**Task to carry out**
Your answer should hold the data exactly as given, minus any picture.

**Recorded data**
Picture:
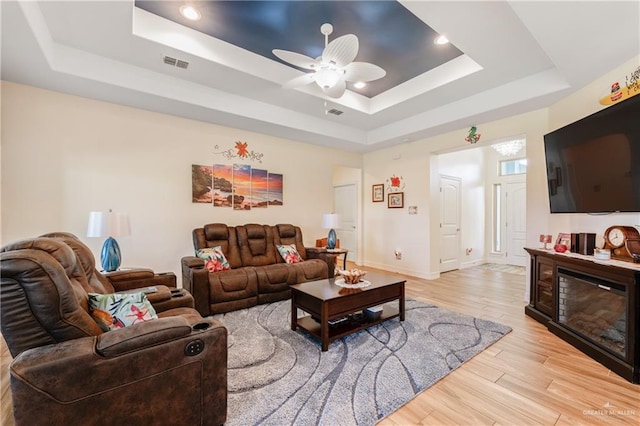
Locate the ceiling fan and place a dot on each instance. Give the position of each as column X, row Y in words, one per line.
column 334, row 67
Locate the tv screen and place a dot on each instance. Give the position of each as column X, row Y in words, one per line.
column 593, row 165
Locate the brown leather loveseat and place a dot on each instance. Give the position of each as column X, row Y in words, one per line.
column 67, row 370
column 258, row 273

**Response box**
Picture:
Locate the ceiling fan and place a dot on each instance. Give the position of each as column X, row Y in words, one per line.
column 334, row 67
Locate the tv screen and place a dot on each instance. Give the position of each as column X, row Y in words, one per line.
column 593, row 165
Locate the brown leather loveseat and place a dot on each instance. Give the position of each as column X, row Y in words, one per line.
column 67, row 370
column 258, row 273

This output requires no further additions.